** Data to use follows **
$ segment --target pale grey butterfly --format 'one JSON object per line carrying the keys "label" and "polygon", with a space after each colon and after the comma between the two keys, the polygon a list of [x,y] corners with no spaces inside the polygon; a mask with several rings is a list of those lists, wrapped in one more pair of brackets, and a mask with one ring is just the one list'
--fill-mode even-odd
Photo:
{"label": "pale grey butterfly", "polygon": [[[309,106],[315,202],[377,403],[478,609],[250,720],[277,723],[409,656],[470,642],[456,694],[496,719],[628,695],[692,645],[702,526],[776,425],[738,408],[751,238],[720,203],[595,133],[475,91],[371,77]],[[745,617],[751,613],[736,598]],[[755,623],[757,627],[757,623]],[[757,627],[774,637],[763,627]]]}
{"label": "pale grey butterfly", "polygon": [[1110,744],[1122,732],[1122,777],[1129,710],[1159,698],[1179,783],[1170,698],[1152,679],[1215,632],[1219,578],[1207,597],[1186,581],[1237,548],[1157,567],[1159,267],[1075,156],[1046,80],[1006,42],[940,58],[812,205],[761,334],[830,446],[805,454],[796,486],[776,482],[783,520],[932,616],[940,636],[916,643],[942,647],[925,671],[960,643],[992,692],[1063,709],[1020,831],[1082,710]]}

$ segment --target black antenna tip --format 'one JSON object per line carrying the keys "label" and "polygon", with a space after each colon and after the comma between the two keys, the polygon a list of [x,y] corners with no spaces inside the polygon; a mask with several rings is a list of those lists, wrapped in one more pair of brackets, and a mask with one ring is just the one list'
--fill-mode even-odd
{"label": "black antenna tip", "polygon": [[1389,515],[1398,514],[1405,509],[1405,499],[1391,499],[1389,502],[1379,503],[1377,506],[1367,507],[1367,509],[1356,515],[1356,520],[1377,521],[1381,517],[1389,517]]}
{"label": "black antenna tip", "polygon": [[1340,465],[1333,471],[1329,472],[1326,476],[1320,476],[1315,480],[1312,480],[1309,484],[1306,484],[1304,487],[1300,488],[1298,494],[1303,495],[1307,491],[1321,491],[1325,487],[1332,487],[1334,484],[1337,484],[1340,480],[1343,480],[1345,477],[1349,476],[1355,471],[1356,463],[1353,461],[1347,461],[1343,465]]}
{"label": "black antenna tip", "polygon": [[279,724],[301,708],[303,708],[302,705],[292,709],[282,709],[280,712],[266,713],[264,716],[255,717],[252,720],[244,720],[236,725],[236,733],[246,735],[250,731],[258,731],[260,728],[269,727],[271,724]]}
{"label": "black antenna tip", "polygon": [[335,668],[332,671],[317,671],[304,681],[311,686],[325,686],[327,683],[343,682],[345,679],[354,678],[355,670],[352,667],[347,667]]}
** End of Data to use **
**Your assignment:** For every line of the data above that contains "space", copy that line.

**Problem solution:**
$ segment --target pale grey butterfly --format 'one JSON object per line carrying the keys "label" and "polygon", with a space after each colon and after the comma between the two keys, the polygon a list of [x,y] corners with no spaces inside the polygon; a mask with several rings is a list of those lists, wrapped in one more pair of brackets, and a mask with one ring is just the one list'
$ segment --target black antenna tip --format 'one JSON object per line carrying the keys "label" and "polygon", with a space after each colon and after the comma between the two keys, the polygon a list of [x,y] corners with no spaces inside the polygon; a mask with several rings is a list of those lists, wrapped in one more pair of brackets, and a mask with one ring is just the one list'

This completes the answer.